Speaking specifically about Hol Chan (Mayan for "little channel") reserve, Mr. Alamilla said he had done an assessment about a month ago. He noticed more damage was done by a boat breaking up, approximately 400 meters north of the cut. The manager explained that a 40 foot catamaran that had been anchored south of the island in Boca Chica was dragged by the hurricane to the point mentioned. "This boat broke apart on the reef, damaging more coral than the storm," he commented.

    The fact that Hurricane Keith came from the back side of the island had adverse effects on that side of the island. This area of reef is obviously much more shallow and therefore the corals were affected from the wave action. Mr. Alamilla stated that the surge overturned boulder corals which is a feat in itself. He observed several broken elk horn corals as well. When questioned on the state of the mangrove, the manager commented that those in the reserve would recover sooner than the ones in the San Pedrito area which were heavily damaged.

    Hol Chan personnel are currently trying to catch up from the set backs incurred by Hurricane Keith. The roof of their office building was destroyed which damaged many of their files, posters and their Visitor's Center. Additionally, three boats and engines were damaged and their dock needed replaced. Problems with their only computer added to their challenges, but they have tackled tasks one by one and things are finally being restored to normal. Part of this restoration is being funded by grants from Oak Foundation of the US and the World Wildlife Fund.

[Object detection data]

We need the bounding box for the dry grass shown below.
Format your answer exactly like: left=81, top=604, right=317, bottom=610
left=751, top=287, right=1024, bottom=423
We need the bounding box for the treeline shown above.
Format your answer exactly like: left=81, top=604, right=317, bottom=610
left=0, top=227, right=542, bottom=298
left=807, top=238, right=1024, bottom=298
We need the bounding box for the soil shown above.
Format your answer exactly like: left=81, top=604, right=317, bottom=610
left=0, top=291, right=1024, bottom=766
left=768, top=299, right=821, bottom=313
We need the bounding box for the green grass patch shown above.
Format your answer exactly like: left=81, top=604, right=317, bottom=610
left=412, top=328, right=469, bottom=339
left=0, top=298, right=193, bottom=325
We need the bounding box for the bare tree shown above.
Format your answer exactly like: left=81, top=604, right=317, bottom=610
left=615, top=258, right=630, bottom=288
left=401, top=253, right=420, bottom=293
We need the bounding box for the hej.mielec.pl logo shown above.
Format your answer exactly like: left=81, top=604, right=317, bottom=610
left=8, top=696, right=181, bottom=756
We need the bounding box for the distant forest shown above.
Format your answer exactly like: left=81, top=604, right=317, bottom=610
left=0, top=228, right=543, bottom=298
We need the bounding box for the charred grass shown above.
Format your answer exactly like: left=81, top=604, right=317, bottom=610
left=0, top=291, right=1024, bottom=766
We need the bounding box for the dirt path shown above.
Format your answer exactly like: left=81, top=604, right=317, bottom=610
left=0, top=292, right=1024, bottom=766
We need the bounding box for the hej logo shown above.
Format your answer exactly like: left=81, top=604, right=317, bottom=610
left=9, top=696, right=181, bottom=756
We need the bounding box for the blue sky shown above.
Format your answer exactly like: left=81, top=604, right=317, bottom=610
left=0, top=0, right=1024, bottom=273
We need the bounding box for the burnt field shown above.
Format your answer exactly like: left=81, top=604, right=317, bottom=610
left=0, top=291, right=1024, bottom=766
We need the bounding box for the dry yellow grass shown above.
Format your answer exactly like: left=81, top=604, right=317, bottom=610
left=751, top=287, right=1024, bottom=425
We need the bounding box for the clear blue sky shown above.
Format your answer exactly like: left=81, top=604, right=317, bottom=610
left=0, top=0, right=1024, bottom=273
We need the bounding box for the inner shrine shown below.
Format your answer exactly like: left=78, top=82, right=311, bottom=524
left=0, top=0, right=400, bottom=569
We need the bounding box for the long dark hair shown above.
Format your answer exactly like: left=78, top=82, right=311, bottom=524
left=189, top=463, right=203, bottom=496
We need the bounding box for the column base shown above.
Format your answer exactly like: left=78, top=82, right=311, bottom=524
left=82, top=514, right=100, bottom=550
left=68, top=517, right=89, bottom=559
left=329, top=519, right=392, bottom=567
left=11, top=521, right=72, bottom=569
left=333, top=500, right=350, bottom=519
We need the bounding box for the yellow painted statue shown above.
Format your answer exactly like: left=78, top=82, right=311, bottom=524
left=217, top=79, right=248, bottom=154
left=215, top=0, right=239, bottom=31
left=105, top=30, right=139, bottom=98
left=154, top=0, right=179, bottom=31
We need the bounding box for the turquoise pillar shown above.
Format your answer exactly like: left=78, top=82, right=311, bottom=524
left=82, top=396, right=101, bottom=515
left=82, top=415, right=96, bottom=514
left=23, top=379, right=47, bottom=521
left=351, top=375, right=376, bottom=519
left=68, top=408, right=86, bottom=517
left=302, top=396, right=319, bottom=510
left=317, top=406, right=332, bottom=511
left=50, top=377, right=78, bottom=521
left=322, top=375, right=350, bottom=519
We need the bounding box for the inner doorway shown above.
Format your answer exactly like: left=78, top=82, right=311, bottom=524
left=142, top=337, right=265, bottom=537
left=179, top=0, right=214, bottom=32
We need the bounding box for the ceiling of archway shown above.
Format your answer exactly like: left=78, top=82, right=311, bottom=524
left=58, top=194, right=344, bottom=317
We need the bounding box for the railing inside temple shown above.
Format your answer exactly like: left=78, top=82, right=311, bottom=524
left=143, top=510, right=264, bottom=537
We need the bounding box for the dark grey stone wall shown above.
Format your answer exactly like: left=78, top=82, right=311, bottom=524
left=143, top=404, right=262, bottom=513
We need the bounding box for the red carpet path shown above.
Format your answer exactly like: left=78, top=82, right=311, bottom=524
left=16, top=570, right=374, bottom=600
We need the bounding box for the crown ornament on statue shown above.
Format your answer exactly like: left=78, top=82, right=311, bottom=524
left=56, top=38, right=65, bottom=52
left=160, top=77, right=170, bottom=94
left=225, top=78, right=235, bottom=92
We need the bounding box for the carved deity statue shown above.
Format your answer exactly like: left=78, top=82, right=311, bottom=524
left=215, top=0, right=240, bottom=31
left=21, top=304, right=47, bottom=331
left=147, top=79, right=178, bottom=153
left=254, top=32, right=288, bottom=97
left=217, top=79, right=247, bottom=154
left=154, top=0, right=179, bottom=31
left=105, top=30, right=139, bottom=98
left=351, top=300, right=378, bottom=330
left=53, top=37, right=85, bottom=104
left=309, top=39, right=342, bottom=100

Exercise aim | In the passage about the Hol Chan reserve, write out the part that starts at "The fact that" and ends after "were heavily damaged.", changing "elk horn corals" to "staghorn corals".

Final result |
The fact that Hurricane Keith came from the back side of the island had adverse effects on that side of the island. This area of reef is obviously much more shallow and therefore the corals were affected from the wave action. Mr. Alamilla stated that the surge overturned boulder corals which is a feat in itself. He observed several broken staghorn corals as well. When questioned on the state of the mangrove, the manager commented that those in the reserve would recover sooner than the ones in the San Pedrito area which were heavily damaged.